*GOAL OF THE EXERCISE*.
Can you turn the stretch of items from the line containing "Q: What region does the horse" through the line containing "127;73;225;100", both ends included, into a Markdown table with the columns Row and Line? Number each line in the Row column and leave out blank lines.

◇ ◇ ◇ ◇ ◇ ◇ ◇

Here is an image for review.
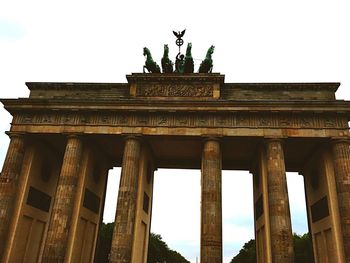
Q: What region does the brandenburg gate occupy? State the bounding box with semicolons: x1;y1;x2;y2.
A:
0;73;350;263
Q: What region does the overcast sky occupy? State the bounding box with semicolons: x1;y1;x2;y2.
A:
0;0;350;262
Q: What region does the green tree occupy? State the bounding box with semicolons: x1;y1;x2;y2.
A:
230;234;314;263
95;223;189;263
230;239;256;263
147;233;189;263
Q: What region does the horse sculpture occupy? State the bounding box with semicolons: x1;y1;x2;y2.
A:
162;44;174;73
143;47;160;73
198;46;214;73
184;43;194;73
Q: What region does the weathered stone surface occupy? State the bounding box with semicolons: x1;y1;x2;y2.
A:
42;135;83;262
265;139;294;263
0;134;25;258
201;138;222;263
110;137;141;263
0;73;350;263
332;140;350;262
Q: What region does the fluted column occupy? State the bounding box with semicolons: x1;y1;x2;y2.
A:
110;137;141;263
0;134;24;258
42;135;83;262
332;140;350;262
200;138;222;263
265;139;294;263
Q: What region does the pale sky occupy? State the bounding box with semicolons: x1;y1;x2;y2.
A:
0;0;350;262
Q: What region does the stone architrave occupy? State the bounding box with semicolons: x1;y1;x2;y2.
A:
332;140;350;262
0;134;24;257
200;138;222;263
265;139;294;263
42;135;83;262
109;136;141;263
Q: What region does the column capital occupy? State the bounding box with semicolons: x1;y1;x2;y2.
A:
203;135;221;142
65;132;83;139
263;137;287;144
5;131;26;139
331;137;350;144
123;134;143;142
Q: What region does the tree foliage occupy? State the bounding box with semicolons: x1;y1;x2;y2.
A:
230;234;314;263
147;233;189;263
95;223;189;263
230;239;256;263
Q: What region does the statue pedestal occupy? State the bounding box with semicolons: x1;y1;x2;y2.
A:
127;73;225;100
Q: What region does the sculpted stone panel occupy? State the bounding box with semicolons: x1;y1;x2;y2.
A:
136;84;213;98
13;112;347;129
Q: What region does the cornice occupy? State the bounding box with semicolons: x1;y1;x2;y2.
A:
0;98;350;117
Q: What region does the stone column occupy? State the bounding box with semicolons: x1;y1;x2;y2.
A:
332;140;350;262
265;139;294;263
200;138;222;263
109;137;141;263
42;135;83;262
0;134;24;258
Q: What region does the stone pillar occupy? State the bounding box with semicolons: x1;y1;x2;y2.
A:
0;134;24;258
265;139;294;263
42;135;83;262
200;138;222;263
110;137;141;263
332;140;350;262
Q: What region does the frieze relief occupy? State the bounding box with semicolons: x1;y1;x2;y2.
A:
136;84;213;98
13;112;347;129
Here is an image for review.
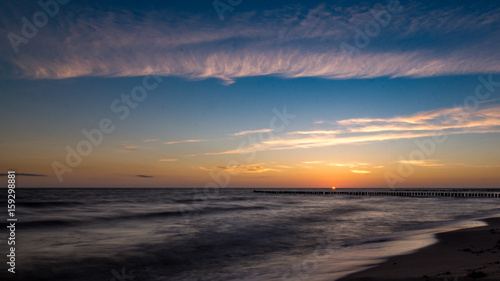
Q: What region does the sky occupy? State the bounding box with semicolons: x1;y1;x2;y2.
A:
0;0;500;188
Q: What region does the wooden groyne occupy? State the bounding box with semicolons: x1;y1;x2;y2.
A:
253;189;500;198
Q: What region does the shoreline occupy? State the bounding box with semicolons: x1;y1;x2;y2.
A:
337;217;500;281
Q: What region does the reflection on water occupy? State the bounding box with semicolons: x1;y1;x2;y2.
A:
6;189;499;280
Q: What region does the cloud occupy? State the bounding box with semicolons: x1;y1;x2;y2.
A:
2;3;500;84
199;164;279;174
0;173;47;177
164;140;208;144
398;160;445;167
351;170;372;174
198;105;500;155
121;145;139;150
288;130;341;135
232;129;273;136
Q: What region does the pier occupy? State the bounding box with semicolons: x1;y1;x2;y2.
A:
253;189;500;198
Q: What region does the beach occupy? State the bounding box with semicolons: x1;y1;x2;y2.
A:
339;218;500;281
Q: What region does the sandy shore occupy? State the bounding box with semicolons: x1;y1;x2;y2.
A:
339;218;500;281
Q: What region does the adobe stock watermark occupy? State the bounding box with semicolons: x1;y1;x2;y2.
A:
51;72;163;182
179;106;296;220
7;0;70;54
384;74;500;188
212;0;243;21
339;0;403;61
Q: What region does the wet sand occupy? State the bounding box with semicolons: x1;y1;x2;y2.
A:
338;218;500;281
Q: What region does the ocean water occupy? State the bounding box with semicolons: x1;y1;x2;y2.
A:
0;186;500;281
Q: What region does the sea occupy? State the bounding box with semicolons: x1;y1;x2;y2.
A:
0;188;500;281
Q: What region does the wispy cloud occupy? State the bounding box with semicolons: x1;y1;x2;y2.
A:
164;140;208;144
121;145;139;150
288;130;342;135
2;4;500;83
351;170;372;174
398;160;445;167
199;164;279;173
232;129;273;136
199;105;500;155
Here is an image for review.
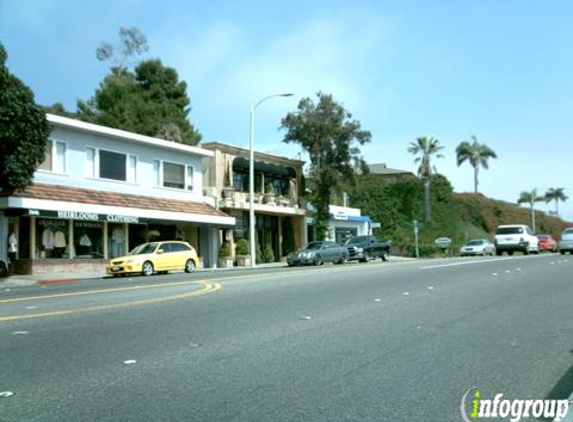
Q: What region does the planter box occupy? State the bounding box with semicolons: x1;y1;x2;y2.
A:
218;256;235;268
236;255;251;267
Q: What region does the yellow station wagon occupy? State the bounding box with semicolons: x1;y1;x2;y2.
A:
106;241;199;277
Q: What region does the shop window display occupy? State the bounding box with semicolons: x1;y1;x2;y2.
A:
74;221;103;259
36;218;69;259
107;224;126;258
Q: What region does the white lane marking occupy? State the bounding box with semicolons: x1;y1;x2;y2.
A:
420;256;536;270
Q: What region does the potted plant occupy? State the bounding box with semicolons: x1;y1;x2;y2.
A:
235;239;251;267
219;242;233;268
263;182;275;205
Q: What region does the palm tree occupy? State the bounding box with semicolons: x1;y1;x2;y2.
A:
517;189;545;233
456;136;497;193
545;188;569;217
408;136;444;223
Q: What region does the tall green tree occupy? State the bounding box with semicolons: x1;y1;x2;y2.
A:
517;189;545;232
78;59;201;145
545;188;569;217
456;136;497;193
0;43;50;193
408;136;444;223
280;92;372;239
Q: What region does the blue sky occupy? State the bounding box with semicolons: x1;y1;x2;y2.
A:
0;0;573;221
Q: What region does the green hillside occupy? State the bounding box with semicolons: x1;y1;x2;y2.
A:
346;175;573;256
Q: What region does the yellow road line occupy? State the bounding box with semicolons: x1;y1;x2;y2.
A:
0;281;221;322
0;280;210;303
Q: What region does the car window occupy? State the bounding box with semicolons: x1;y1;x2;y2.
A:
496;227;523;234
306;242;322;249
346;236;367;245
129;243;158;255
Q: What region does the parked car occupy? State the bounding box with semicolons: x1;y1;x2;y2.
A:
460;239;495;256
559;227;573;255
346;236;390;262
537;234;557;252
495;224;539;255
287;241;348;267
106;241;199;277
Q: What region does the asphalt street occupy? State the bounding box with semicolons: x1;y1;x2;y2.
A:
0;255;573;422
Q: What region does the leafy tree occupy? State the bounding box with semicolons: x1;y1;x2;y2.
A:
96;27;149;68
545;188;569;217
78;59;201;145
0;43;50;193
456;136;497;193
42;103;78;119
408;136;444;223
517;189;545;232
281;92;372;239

◇ ◇ ◇ ◇ ◇ ◇ ◇

*WRITTEN ANSWER*.
| Row | Line |
|---|---|
| 1 | Q: What region does the horse sculpture occupy? State the bounding box with semicolons: x1;y1;x2;y2. |
| 2 | A: |
| 3 | 162;44;174;73 |
| 4 | 143;47;160;73 |
| 5 | 198;46;214;73 |
| 6 | 184;43;194;73 |
| 7 | Q: What region does the weathered stone surface occupy? State the bounding box with semicolons: x1;y1;x2;y2. |
| 8 | A: |
| 9 | 42;135;83;262 |
| 10 | 265;139;294;263 |
| 11 | 0;134;25;258 |
| 12 | 201;138;222;263 |
| 13 | 110;137;141;263 |
| 14 | 0;73;350;263 |
| 15 | 332;140;350;262 |
| 16 | Q: What region does the fluted column occupy? State the bounding box with semicolons: x1;y1;x2;y2. |
| 17 | A: |
| 18 | 110;137;141;263 |
| 19 | 0;134;24;258 |
| 20 | 42;135;83;262 |
| 21 | 332;140;350;262 |
| 22 | 200;138;222;263 |
| 23 | 265;139;294;263 |
| 24 | Q: What region does the pale sky occupy? State the bounding box with semicolons: x1;y1;x2;y2. |
| 25 | A: |
| 26 | 0;0;350;262 |
| 27 | Q: What region does the stone architrave occupy? State the bounding box with semicolons: x1;y1;x2;y2. |
| 28 | A: |
| 29 | 332;140;350;262 |
| 30 | 0;134;24;257 |
| 31 | 200;138;222;263 |
| 32 | 265;139;294;263 |
| 33 | 42;135;83;262 |
| 34 | 109;136;141;263 |
| 35 | Q: What region does the column capital occupy? State the bounding box with semicolons: x1;y1;x2;y2. |
| 36 | A: |
| 37 | 203;135;221;142 |
| 38 | 65;132;83;139 |
| 39 | 263;137;287;144 |
| 40 | 5;131;26;139 |
| 41 | 331;137;350;144 |
| 42 | 123;134;143;142 |
| 43 | Q: What region does the tree foliage occupy? State the bounding box with semicolons: x1;y1;x2;y2. |
| 44 | A: |
| 45 | 230;234;314;263 |
| 46 | 147;233;189;263 |
| 47 | 95;223;189;263 |
| 48 | 230;239;256;263 |
| 49 | Q: What region does the statue pedestal occupy? State the bounding box with semicolons: x1;y1;x2;y2. |
| 50 | A: |
| 51 | 127;73;225;100 |